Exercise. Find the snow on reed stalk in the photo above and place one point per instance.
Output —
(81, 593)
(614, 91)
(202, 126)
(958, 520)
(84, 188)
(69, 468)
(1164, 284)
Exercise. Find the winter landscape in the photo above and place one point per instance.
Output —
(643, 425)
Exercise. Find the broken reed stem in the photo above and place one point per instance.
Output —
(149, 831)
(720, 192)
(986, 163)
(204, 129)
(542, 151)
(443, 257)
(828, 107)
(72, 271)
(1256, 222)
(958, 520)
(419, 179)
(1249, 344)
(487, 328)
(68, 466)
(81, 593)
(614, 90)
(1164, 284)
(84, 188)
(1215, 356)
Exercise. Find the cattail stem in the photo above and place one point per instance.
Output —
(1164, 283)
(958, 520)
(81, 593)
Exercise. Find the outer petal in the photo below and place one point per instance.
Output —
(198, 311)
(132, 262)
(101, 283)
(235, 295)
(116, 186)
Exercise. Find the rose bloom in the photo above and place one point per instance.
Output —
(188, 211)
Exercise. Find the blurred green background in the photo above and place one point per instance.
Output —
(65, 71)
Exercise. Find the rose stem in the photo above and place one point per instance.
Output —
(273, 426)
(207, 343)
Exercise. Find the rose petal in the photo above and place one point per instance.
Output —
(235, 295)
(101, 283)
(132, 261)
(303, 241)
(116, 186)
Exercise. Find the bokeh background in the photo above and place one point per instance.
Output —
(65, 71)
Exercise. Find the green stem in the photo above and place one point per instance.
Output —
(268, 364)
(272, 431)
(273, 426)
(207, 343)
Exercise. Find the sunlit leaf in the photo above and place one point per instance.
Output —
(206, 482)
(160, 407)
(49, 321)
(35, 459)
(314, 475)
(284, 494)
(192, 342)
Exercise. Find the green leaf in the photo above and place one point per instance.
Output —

::::::::

*PROBLEM TO WORK ON*:
Update the data above by replacing every "Output" with "Result", leaving everything else unchanged.

*EXPECTED OUTPUT*:
Exercise. Find the snow on reed stalk in the photo above and place one point per instance.
Result —
(81, 593)
(614, 91)
(202, 126)
(958, 520)
(84, 188)
(69, 468)
(1164, 284)
Exercise. Find the winter landscape in the photo above and place one point per instance.
Result —
(643, 425)
Exercise. Find the broken reed stem in the photo above and place one point per instance.
Result —
(149, 831)
(720, 192)
(986, 163)
(204, 129)
(542, 151)
(443, 257)
(828, 107)
(72, 271)
(1256, 222)
(958, 520)
(419, 179)
(1249, 344)
(487, 328)
(68, 466)
(81, 593)
(614, 90)
(1164, 284)
(84, 188)
(1215, 356)
Exercise. Find the cattail stem in the photo above and place one point per instance.
Result —
(1164, 283)
(958, 520)
(81, 593)
Exercise. Find the outer petal in the photo below and place one point per instance.
Result —
(198, 311)
(132, 262)
(101, 283)
(235, 295)
(116, 186)
Exercise. Find the rose bloom in the photo above and place one point per instance.
Result —
(188, 211)
Exercise. Find the blurred green background in the photo above and place one point per instance.
Result —
(65, 71)
Exercise. Find the rose stem in the photo above and place one point per instance.
Result —
(273, 426)
(207, 343)
Exercise. Find the rose petal in the photo above and place one point per instance.
Result —
(235, 295)
(101, 283)
(132, 261)
(303, 241)
(116, 186)
Exercise. Find the bokeh background in the photo above and place one point per instance.
Result —
(65, 71)
Exercise. Find the green stem in the photo above and place one point per instance.
Result —
(268, 364)
(272, 431)
(273, 426)
(207, 343)
Exercise. Find the sunlit leaf in the photo above and place one point per instance.
Result —
(206, 482)
(160, 407)
(49, 321)
(35, 459)
(314, 475)
(284, 494)
(192, 342)
Exercise. Find the green leaf in the photo above and place one point per instance.
Result —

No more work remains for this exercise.